▶ [Directions for this task]: Scan the records for the line containing "Target: white cloud"; extract it and all later lines, verbatim, through the end, and nothing before it.

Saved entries
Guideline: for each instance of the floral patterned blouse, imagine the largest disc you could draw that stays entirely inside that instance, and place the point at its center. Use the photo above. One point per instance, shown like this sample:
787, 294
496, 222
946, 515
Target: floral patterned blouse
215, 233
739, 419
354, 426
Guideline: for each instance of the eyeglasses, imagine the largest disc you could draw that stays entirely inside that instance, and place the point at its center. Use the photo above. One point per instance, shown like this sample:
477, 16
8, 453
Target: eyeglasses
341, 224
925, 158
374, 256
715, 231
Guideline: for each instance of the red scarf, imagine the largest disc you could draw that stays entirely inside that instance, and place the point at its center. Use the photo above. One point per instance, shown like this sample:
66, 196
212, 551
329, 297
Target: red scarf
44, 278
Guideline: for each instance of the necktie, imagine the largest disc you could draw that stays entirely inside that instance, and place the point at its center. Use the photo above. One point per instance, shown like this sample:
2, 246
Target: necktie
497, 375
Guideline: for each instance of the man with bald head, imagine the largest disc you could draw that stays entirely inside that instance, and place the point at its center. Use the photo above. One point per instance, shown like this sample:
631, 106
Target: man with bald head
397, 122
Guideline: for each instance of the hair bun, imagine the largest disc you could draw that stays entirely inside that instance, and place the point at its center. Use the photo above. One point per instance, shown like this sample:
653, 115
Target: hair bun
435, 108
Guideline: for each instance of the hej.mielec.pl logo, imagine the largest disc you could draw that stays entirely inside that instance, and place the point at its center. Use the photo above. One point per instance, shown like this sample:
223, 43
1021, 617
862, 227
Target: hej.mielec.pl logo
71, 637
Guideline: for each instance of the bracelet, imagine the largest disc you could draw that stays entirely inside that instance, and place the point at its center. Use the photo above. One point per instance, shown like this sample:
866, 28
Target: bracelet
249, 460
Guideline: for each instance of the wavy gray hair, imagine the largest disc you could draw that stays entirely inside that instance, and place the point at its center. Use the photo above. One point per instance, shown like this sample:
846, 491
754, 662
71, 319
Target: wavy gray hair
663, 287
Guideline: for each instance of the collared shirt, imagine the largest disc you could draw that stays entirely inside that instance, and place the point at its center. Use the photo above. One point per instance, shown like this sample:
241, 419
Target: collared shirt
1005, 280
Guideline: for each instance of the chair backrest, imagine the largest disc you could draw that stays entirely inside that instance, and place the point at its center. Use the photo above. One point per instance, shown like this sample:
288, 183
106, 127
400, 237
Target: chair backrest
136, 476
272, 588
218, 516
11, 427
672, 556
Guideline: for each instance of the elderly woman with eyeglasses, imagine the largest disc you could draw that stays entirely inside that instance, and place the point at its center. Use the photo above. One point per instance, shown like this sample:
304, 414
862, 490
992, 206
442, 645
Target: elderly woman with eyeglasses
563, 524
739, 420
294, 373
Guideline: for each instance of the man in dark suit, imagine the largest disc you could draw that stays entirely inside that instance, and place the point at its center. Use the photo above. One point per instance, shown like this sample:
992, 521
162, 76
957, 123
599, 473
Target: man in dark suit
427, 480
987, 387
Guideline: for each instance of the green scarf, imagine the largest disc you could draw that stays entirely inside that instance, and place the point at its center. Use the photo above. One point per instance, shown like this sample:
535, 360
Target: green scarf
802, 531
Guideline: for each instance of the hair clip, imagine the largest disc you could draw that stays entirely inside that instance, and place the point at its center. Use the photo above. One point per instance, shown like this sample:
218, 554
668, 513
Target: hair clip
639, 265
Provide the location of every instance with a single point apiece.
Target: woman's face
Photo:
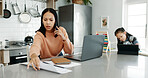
(48, 21)
(121, 36)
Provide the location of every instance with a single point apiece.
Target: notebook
(51, 68)
(92, 48)
(60, 61)
(128, 49)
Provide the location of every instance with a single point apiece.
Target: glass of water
(1, 70)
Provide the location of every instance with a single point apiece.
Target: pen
(58, 66)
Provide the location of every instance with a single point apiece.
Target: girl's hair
(42, 28)
(121, 30)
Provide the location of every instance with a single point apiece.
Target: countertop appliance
(77, 20)
(19, 53)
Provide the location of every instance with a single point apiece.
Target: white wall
(111, 8)
(12, 29)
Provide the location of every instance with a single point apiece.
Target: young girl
(124, 37)
(49, 40)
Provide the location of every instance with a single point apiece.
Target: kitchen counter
(13, 48)
(110, 65)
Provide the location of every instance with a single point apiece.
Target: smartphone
(56, 34)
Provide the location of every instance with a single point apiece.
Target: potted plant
(85, 2)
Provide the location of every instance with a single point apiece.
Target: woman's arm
(34, 52)
(68, 46)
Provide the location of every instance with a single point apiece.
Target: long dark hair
(42, 28)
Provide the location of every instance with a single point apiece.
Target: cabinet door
(1, 8)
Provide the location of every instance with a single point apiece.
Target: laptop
(92, 48)
(128, 49)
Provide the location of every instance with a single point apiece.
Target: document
(72, 64)
(52, 68)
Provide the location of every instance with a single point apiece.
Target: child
(124, 37)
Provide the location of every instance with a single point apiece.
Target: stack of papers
(72, 64)
(52, 68)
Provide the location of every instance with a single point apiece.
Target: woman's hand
(35, 62)
(60, 33)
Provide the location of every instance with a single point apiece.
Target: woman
(124, 37)
(49, 39)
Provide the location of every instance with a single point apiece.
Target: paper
(52, 68)
(72, 64)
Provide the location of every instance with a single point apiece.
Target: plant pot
(77, 1)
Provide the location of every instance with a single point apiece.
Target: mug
(1, 71)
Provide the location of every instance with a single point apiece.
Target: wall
(111, 8)
(12, 29)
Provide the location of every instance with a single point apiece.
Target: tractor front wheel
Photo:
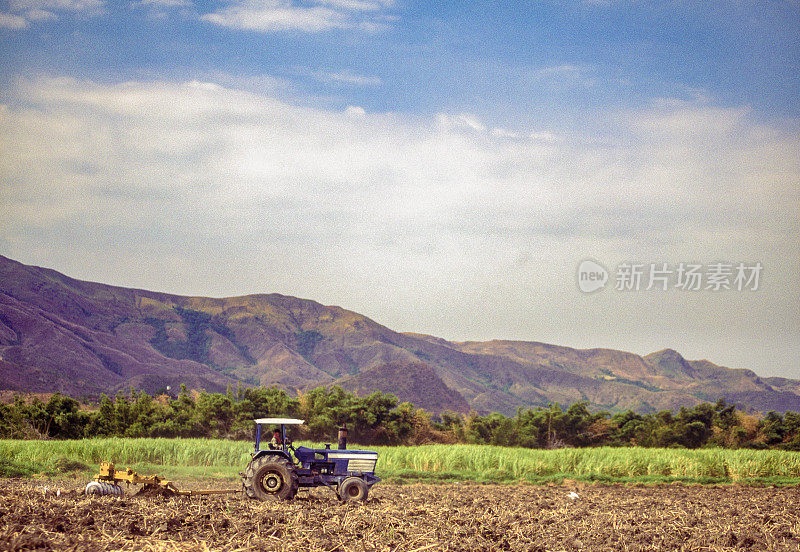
(353, 488)
(271, 477)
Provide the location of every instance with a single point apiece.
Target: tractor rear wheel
(353, 488)
(270, 476)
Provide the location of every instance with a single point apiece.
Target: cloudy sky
(440, 167)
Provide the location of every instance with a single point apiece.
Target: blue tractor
(272, 472)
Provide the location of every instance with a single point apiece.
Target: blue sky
(440, 167)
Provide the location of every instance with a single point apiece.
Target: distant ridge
(83, 339)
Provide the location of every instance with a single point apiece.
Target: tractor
(272, 472)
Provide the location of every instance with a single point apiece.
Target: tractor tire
(353, 489)
(269, 477)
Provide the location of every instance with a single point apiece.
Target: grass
(200, 458)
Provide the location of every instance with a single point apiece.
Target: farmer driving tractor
(277, 441)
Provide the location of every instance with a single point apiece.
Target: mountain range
(83, 339)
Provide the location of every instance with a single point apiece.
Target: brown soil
(411, 518)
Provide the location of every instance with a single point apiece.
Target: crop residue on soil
(411, 518)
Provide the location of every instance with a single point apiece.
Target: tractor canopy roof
(287, 421)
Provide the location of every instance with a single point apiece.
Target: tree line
(380, 418)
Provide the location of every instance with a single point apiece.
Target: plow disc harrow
(107, 483)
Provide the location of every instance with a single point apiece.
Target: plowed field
(410, 518)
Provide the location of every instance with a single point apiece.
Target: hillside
(83, 338)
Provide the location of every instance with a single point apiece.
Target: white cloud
(287, 15)
(165, 3)
(355, 111)
(347, 77)
(11, 21)
(27, 11)
(446, 226)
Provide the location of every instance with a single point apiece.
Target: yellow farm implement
(107, 482)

▶ [Response box]:
Target: white cloud
(287, 15)
(165, 3)
(355, 111)
(347, 77)
(11, 21)
(27, 11)
(446, 226)
Provide the location of every instance with a single point apiece.
Target: yellow farm implement
(107, 482)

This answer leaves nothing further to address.